**Set exercise**
Resume the study of park pathways and pedestrian behavior, starting right after its final sentence.

++++ Excerpted text

In Model 3, which extends Model 2 by incorporating attributes of the physical environment, the results indicate that pathway width (β = 0.514, p = 0.000 < 0.01), pathway length (β = 0.163, p = 0.01 < 0.05), and smooth pavement (β = 0.152, p = 0.031 < 0.05) positively influence the utilization of park pathways. Compared with Model 2, the addition of new variables increased the adjusted R-square value from 0.479 to 0.643, suggesting that physical environmental attributes can explain 16.4% of the variance in the dependent variable.

Discussion

This study employs a hierarchical regression model to examine the impact of park pathway environments on pedestrian behavior across three levels. In Model 1, the pathway configurational attributes demonstrate the highest explanatory power for pedestrian behavior (R2 = 0.29), primarily reflecting the spatial topological structure of the park’s pathway network. This indicates that during the initial planning or renovation phases, space syntax techniques should be prioritized to optimize the pathway network layout, ensuring the structural rationality of the walking network and facilitating more efficient pedestrian circulation. In Model 2, the pathway visual environment attributes exhibit an explanatory power of R2 = 0.22 for pedestrian behavior, involving the spatial arrangement of landscape elements along the pathway, such as visible vegetation, water features, and built structures. This suggests that, within the established pathway framework, attention should be given to optimizing the landscape configuration along walking routes, with a reasonable arrangement of vegetation, water features, and buildings to increase the attractiveness and comfort of the walking experience. Finally, in Model 3, the explanatory power of the pathway physical environment attributes is R2 = 0.17, which mainly concerns pathway surface conditions and facility provisions. Although its impact is relatively small, it remains essential to focus on optimizing the path width, pavement smoothness, and related facilities to ensure pedestrian safety and convenience.

++++++++
++++ Listing

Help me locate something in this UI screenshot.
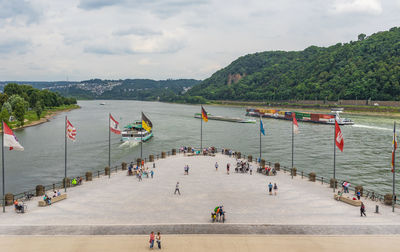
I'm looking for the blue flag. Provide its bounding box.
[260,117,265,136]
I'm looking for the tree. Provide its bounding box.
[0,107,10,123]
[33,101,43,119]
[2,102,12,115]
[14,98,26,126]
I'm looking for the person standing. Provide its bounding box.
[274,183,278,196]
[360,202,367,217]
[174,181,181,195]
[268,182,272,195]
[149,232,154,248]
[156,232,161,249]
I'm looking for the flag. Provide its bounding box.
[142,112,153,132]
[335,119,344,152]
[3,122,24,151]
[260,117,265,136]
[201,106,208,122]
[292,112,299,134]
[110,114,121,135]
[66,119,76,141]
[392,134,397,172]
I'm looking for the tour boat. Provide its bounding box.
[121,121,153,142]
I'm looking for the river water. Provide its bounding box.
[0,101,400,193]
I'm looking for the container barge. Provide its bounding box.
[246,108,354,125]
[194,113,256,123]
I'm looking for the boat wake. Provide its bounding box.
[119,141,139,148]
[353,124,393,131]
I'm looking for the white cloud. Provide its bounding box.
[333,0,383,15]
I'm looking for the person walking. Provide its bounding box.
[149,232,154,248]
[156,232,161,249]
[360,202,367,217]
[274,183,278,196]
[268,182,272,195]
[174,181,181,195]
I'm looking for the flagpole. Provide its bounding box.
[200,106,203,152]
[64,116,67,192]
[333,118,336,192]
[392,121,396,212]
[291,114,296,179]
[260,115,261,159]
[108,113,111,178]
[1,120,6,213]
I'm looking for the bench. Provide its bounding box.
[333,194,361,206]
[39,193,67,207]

++++++++
++++ Listing

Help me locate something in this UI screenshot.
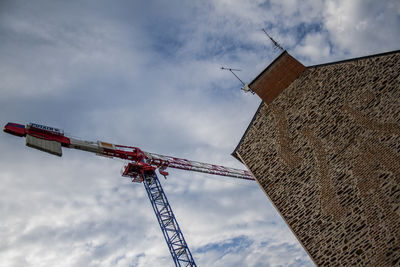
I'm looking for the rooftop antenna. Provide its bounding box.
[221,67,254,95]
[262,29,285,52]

++++++++

**Expected output**
Specifically, consistent with prior research [42], the findings from Hierarchical Regression Model 1 indicate that park pathway structural attributes significantly affect pedestrian behavior, reaffirming its role as a crucial control layer in hierarchical regression. Notably, pedestrians prefer pathways with higher choice values. This observation is consistent with prior studies, where pathways with higher choice values tend to serve as more frequent connections between any two pathways in the network, making them more likely to be chosen by pedestrians [4346]. Unlike conclusions drawn from previous research on urban streets, where higher depth values are associated with fewer pedestrians [40,47], our analysis reveals a positive influence of depth values on pathway pedestrian intensity. This deviation could arise from differing pedestrian motivations. Two studies, which are distinct from our study but related to urban streets, were also conducted in China and utilized DepthMap software for spatial network analysis, which is consistent with our research approach. However, these studies focused primarily on 84 road segments within urban block networks and small-town streets. In such settings, pedestrians are more likely to have utilitarian motivations, meaning that their walks are typically goal oriented, such as commuting to work, school, shopping centers, or other specific destinations. The main objective of such walks is to reach the destination, with less focus on the walking process itself. In these instances, time and distance are likely the primary factors influencing pathway selection, leading to a preference for pathways with lower depth values, indicating greater accessibility. On the other hand, in research concerning urban park pathways, pedestrians participate in activities such as leisurely strolls and fitness walks, emphasizing nonutilitarian motives such as recreation, entertainment, exercise, or simply enjoying their surroundings. In such cases, pedestrians may not have specific destinations in mind but rather enjoy the interactive experience with the surrounding pathway environment. As a result, park pedestrians may prioritize pathways that facilitate exercise and offer scenic enjoyment when making pathway choices.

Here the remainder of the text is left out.